(Source records)
****************************************
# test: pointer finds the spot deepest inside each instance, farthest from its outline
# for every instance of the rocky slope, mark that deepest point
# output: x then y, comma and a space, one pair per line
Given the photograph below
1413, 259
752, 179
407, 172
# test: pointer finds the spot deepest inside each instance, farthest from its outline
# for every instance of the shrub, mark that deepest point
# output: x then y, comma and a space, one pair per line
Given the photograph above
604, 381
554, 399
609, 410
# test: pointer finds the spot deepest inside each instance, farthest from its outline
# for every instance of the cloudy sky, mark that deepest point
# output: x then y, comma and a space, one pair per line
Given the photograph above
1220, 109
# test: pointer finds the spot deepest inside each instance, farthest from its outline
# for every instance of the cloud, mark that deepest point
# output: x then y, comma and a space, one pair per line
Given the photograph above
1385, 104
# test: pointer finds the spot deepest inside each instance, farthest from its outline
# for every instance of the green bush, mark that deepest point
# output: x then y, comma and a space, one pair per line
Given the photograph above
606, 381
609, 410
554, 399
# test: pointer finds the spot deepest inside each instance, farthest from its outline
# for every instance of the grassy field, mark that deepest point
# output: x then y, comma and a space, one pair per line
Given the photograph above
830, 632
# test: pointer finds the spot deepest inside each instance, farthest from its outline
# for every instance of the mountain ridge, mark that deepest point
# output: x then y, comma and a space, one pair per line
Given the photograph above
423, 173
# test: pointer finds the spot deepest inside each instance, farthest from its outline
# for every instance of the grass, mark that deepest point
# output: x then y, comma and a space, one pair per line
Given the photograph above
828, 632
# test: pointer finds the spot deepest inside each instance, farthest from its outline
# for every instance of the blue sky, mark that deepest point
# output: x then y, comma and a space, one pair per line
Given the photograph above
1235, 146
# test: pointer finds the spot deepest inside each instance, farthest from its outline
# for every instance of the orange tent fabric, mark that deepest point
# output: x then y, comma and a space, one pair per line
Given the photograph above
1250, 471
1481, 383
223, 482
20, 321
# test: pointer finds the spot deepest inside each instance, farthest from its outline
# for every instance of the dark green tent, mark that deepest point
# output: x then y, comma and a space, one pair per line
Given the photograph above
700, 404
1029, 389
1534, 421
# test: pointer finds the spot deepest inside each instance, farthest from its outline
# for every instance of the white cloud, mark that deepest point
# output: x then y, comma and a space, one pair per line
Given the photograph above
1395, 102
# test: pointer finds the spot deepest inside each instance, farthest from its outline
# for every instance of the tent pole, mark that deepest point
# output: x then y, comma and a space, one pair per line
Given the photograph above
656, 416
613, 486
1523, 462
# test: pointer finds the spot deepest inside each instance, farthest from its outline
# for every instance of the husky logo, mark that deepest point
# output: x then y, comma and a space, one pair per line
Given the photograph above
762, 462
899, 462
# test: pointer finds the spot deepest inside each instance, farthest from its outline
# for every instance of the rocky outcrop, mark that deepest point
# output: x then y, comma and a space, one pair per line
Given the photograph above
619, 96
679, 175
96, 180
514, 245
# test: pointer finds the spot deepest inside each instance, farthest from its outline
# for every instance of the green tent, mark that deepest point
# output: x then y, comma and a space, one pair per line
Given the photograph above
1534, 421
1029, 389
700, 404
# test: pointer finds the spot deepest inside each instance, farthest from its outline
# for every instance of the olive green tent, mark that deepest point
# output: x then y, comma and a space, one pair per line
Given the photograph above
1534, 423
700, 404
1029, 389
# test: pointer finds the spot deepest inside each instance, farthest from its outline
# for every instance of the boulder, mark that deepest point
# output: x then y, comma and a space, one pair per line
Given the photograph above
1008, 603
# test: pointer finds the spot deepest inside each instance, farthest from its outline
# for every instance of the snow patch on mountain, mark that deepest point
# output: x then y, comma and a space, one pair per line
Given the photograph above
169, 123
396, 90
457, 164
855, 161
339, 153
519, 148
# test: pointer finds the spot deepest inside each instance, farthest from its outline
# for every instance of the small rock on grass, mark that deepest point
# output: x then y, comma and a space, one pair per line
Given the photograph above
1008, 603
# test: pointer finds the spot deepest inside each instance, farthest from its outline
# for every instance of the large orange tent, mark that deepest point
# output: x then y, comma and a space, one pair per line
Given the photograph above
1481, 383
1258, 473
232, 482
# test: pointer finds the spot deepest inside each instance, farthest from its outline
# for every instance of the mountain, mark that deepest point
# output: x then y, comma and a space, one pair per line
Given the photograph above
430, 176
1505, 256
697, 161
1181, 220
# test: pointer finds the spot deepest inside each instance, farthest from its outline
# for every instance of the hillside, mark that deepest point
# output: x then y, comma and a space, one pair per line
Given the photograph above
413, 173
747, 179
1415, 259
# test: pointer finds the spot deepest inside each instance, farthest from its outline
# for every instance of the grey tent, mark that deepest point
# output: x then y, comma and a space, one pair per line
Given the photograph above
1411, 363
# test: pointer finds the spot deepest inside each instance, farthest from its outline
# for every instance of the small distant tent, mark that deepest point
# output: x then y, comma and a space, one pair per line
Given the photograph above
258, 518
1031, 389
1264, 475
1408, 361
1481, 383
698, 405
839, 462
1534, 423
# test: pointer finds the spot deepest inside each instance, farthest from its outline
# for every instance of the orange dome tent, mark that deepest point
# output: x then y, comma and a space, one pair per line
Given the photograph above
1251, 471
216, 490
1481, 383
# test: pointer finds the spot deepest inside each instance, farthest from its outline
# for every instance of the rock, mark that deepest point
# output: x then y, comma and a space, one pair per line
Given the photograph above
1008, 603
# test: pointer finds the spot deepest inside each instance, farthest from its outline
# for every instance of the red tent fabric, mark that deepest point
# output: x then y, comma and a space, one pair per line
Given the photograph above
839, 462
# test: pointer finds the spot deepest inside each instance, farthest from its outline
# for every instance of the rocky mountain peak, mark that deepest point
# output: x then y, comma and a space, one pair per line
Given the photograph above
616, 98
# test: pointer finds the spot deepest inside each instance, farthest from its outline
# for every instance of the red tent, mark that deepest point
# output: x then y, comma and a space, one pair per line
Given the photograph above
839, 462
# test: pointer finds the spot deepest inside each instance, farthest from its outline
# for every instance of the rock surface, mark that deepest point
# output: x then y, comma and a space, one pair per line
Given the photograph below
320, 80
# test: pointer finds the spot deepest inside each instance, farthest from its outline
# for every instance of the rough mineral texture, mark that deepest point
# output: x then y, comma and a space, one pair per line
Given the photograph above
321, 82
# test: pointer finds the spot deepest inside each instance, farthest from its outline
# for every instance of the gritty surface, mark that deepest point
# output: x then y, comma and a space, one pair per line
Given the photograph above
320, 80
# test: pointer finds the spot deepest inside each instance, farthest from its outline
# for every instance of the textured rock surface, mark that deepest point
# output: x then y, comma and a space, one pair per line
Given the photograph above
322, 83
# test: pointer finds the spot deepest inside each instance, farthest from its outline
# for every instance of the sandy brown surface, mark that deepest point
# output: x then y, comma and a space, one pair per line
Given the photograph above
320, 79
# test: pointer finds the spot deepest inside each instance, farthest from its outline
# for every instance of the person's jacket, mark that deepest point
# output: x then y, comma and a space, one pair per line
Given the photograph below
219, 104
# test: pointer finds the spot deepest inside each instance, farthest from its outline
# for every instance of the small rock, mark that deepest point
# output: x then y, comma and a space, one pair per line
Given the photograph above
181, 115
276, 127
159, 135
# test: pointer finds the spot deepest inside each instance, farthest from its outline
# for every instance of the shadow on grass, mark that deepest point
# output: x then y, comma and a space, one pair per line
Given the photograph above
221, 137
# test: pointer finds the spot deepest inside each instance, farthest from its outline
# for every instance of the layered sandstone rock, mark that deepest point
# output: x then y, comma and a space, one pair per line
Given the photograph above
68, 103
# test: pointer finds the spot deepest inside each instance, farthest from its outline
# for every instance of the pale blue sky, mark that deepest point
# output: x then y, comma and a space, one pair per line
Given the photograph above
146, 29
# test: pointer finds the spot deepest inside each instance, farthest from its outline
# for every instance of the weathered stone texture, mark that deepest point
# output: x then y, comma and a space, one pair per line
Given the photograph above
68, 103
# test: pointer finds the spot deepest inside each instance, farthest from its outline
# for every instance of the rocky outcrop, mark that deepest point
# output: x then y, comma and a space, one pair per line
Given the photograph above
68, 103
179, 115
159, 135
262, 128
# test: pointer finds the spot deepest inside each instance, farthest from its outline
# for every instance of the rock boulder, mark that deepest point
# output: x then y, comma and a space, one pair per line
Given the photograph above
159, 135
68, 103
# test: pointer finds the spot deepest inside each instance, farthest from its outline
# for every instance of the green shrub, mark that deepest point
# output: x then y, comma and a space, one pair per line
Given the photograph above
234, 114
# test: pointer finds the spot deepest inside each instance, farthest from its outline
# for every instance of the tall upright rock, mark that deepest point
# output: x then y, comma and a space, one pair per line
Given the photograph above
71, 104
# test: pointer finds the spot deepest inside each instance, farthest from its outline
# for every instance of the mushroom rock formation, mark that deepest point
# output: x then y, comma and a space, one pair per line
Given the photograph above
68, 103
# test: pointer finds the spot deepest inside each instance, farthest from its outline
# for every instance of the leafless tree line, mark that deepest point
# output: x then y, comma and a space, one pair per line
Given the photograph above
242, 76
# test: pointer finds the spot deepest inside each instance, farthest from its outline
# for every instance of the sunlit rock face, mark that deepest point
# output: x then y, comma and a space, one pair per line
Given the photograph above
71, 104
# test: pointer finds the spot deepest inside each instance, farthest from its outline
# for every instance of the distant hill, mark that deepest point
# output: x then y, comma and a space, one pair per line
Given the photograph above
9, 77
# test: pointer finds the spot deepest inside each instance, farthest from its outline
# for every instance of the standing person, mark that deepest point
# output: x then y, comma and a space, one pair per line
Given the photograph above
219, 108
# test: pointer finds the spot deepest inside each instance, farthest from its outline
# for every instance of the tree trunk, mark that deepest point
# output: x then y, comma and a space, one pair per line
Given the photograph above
****************************************
*Written request*. From the records above, pull out every line that contains the string "tent". Case counts, so a line matches only if its letters have the same capitalization.

*Response to the task*.
# for every instance of the orange tent fabric, mark that deepest point
# for every instance of the dark green tent, mark that deepest point
# for every instance of the tent pole, mark that deepest point
# for every instance of the green tent, mark that deepest point
# for every instance of the olive green tent, mark that deepest point
# for every instance of the large orange tent, mark that deepest point
# for every instance of the grey tent, mark that deepest point
# for every instance of the small distant tent, mark that deepest point
# for every instance of the orange dome tent, mark that deepest point
# for every instance of the red tent fabric, mark that deepest point
# for every instance of the red tent, mark that deepest point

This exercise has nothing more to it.